Pictures are not part of the copy. Reproduce all the records exactly.

The data

··········

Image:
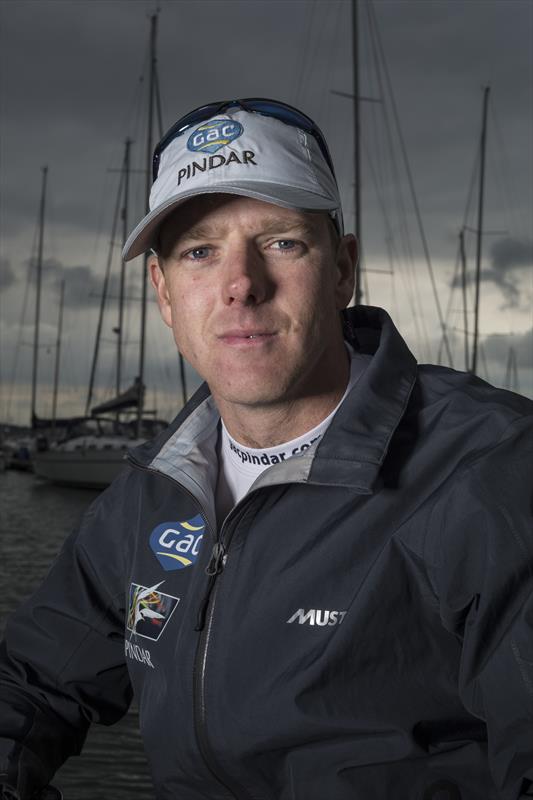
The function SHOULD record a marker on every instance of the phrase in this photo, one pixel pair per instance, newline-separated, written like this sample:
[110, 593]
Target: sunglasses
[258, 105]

··········

The answer
Image:
The function SHOULD record a marker on every instance of the phrase in this photo, one pixel pair per instance, newline-separated, written like this sample:
[110, 593]
Target: sunglasses
[258, 105]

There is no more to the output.